WHAT TO DO
Render the lines below as a Markdown table with the columns Row and Line, where Row holds a running number and Line holds the text, skipping blank lines and leaving the pictures out. Include only the part that opens with the first line below and closes with the line containing "[1091, 589]", both ends included.

═══

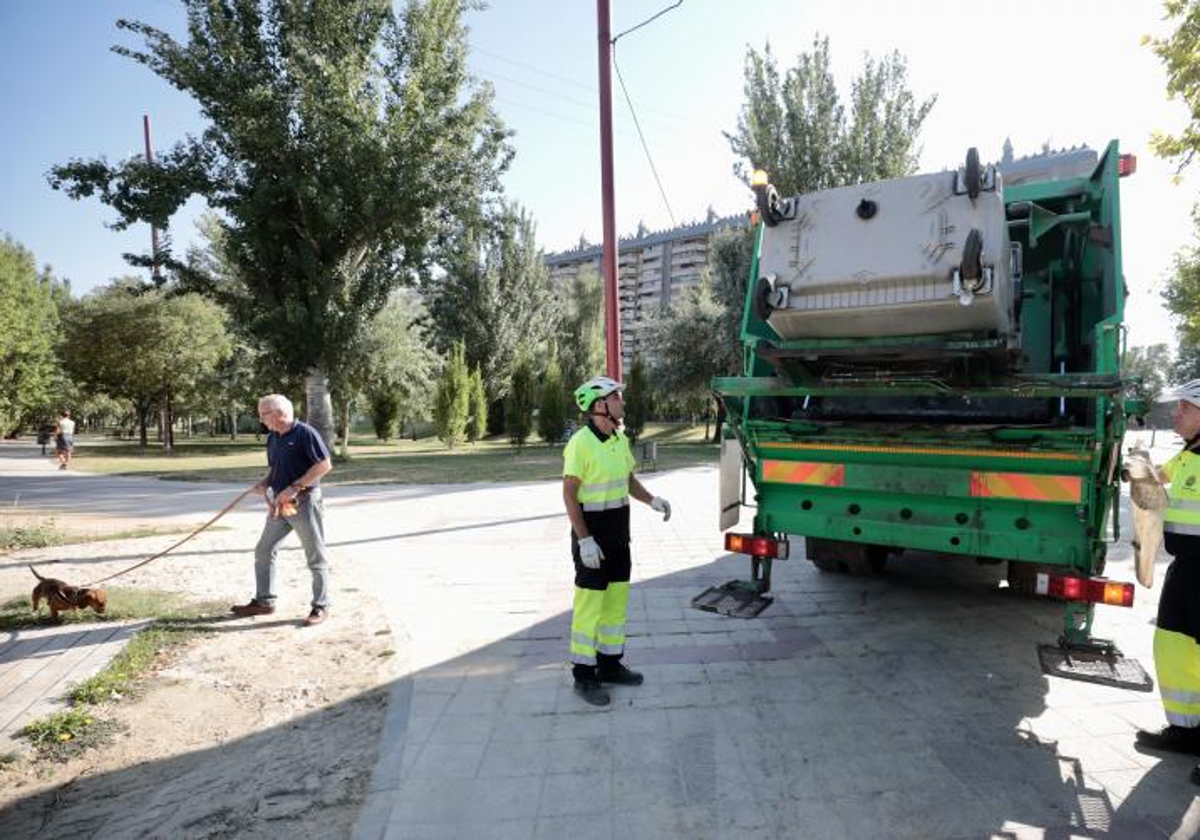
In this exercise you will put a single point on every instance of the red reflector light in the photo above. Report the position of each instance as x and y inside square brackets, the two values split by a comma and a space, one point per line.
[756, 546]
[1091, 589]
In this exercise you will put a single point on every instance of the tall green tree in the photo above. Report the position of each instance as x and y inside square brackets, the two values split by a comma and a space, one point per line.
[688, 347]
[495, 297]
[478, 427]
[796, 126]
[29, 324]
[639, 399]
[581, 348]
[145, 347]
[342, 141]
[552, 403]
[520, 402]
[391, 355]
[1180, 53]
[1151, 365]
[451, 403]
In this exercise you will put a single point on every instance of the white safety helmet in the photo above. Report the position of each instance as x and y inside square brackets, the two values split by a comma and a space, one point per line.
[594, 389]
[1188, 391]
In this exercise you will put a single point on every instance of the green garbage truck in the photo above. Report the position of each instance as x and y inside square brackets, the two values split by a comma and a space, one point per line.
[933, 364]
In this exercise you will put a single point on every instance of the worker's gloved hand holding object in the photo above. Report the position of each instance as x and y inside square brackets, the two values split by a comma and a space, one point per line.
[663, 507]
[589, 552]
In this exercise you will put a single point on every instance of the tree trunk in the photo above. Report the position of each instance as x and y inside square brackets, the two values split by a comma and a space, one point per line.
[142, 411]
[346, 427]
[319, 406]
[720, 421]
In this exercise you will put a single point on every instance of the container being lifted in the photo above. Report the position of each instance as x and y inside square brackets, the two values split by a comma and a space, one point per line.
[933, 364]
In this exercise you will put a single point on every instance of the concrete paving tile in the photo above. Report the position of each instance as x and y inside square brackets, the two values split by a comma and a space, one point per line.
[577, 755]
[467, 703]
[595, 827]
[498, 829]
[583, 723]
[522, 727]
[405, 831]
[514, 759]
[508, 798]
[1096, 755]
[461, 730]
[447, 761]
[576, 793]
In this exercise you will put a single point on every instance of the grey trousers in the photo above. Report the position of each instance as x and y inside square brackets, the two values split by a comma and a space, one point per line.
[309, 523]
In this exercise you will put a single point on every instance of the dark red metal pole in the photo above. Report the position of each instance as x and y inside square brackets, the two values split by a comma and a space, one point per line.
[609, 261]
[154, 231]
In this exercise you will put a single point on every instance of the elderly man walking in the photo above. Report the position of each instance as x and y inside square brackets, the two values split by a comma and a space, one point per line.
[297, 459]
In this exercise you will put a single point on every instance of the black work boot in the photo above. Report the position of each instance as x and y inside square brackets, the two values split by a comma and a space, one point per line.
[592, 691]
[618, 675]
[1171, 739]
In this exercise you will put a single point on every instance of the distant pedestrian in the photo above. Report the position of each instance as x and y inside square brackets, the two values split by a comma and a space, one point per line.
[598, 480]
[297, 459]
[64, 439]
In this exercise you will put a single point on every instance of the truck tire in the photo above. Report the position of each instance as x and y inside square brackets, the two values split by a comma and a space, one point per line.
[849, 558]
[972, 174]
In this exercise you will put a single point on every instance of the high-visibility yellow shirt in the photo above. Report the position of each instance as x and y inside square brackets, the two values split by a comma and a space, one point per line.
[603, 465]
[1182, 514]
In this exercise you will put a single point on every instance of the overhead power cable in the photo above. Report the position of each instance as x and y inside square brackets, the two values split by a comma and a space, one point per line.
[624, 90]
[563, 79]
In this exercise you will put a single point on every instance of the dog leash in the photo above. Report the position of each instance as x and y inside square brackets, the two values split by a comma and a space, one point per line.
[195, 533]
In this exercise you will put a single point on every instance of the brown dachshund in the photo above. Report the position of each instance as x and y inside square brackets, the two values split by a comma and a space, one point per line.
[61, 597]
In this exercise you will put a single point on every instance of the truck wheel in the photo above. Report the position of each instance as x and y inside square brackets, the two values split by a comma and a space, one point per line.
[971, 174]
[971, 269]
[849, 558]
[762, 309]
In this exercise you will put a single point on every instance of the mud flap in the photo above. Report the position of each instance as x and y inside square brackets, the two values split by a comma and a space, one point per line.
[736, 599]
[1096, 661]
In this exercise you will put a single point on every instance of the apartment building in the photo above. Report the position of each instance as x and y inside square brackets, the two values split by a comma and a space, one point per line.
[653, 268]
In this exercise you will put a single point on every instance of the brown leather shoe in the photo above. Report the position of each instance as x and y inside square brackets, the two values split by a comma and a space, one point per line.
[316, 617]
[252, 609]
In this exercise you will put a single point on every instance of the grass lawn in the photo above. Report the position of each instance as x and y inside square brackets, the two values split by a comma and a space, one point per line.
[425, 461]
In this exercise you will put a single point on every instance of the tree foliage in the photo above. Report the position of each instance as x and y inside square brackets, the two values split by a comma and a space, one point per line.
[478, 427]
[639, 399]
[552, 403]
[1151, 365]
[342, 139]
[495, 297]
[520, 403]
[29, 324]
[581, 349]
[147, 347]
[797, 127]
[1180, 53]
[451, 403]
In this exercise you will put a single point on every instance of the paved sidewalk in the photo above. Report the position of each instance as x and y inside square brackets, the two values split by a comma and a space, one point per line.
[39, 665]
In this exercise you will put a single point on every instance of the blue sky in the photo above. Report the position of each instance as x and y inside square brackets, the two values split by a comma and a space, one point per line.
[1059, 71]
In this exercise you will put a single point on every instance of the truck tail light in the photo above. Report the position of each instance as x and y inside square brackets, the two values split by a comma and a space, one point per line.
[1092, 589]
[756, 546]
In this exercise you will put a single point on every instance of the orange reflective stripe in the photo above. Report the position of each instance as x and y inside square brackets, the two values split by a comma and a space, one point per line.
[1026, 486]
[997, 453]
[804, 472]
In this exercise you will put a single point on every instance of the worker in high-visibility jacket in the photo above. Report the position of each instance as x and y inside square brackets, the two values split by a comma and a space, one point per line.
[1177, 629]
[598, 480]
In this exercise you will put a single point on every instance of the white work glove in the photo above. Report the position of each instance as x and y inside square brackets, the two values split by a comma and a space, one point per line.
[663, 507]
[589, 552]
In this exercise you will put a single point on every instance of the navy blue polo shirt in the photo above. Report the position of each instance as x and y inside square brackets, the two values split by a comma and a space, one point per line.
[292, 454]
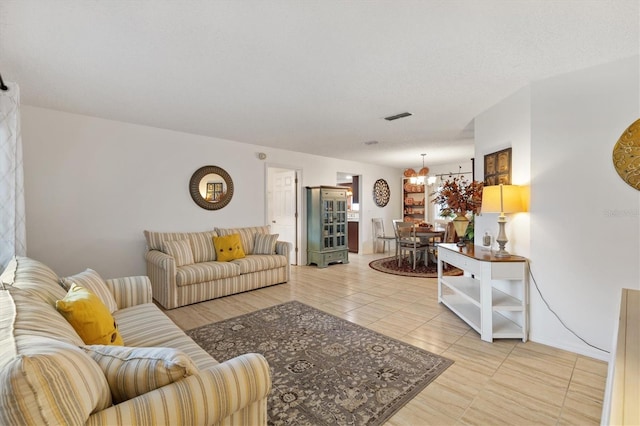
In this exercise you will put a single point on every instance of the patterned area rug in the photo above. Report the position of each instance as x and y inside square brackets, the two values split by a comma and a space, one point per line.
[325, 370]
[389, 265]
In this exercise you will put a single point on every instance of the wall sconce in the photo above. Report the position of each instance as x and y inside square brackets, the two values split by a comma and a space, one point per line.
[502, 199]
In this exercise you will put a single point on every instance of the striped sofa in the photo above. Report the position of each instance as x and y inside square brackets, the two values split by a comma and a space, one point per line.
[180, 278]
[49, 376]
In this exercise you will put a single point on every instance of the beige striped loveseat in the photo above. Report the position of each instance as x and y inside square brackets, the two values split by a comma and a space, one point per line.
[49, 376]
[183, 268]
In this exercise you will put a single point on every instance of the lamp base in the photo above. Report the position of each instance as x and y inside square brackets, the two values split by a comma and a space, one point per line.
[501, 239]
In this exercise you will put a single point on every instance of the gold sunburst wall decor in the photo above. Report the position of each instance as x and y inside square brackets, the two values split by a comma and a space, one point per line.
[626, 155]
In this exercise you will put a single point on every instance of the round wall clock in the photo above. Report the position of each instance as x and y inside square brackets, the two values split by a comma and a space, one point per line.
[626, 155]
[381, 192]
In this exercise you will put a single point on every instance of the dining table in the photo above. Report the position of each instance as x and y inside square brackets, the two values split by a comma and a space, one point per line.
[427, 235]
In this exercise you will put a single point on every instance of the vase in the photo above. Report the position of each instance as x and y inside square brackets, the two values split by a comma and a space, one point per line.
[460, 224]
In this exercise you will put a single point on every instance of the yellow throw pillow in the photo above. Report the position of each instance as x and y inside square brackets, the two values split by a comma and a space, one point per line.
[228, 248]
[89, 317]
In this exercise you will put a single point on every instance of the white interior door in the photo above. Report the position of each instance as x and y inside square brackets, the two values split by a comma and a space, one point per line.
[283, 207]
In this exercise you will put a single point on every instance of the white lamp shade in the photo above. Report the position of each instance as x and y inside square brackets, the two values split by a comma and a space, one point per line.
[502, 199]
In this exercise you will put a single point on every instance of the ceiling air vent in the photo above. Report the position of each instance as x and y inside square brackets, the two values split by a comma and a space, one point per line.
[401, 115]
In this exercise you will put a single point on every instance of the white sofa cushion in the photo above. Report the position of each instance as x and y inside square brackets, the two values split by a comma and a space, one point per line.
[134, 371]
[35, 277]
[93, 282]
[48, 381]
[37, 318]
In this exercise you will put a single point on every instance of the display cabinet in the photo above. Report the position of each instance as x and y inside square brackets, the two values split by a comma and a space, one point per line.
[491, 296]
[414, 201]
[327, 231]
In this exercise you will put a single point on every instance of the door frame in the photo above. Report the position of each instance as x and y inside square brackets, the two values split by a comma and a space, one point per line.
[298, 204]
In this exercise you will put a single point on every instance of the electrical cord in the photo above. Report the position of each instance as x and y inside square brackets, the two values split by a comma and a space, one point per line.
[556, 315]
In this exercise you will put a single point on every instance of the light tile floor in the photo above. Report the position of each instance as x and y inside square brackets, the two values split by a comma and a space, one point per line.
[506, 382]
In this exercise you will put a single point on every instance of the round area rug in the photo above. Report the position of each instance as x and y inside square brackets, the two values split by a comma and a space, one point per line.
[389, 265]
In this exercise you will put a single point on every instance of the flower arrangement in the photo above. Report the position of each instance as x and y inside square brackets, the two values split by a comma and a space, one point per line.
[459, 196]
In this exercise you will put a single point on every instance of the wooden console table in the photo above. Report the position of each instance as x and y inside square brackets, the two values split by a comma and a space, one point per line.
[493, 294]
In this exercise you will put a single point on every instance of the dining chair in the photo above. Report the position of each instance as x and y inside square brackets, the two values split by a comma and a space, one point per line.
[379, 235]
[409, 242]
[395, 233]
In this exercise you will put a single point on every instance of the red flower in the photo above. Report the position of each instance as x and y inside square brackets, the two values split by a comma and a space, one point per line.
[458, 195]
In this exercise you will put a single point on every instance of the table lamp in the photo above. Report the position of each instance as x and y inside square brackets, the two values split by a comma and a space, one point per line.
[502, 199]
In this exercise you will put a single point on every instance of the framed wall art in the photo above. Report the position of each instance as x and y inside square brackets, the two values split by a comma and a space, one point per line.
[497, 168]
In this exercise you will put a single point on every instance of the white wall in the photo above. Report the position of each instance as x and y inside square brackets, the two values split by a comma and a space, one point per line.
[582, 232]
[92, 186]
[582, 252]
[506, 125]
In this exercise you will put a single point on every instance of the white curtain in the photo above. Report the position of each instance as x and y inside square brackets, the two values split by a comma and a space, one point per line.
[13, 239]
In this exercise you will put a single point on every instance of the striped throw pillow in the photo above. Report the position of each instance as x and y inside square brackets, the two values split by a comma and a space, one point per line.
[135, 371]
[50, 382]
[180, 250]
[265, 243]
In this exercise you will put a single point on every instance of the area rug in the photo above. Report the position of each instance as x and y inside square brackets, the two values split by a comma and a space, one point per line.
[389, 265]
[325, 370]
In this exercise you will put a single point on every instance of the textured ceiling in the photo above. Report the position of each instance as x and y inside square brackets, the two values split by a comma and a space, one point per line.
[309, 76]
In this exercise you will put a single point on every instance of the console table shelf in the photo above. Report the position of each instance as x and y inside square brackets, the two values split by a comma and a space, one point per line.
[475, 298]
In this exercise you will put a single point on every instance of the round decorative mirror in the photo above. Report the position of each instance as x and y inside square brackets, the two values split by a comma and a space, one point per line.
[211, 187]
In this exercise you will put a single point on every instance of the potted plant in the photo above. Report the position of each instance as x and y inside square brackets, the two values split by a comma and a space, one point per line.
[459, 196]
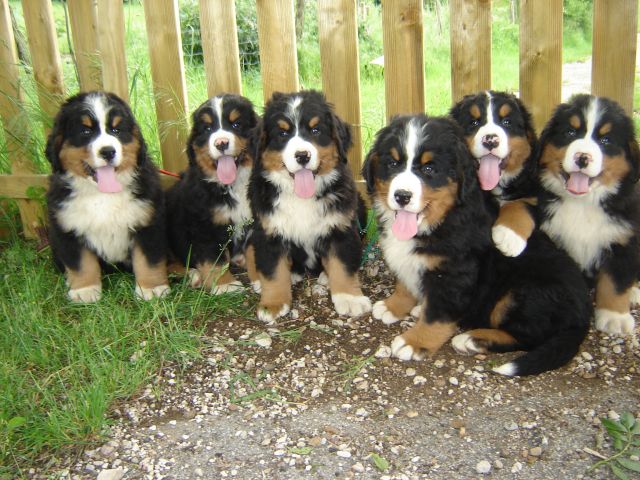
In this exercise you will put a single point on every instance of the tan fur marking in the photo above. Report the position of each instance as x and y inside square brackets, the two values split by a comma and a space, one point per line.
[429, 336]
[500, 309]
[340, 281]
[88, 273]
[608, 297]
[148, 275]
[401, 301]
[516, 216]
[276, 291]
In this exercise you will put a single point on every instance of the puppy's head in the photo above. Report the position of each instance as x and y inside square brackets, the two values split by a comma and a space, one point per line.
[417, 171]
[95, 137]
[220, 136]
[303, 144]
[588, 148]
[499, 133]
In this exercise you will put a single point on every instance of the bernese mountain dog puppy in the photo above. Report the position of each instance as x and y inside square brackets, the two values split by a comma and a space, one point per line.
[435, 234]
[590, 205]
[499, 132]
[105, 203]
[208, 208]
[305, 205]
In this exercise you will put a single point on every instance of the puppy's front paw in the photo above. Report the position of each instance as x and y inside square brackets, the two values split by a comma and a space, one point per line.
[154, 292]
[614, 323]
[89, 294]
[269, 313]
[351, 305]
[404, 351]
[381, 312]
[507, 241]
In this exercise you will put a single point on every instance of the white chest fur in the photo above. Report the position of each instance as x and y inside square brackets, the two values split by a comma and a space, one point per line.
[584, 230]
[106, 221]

═══

ANSWER TO THE PROBLEM
| Row | Line |
|---|---|
| 1 | In this exercise you will put a single point on every instance of the red reflector light in the photo above. Report the position of each instance as x and y inside square brackets, the two values split by a comma and a space, one point per line. |
| 2 | [756, 546] |
| 3 | [1091, 589] |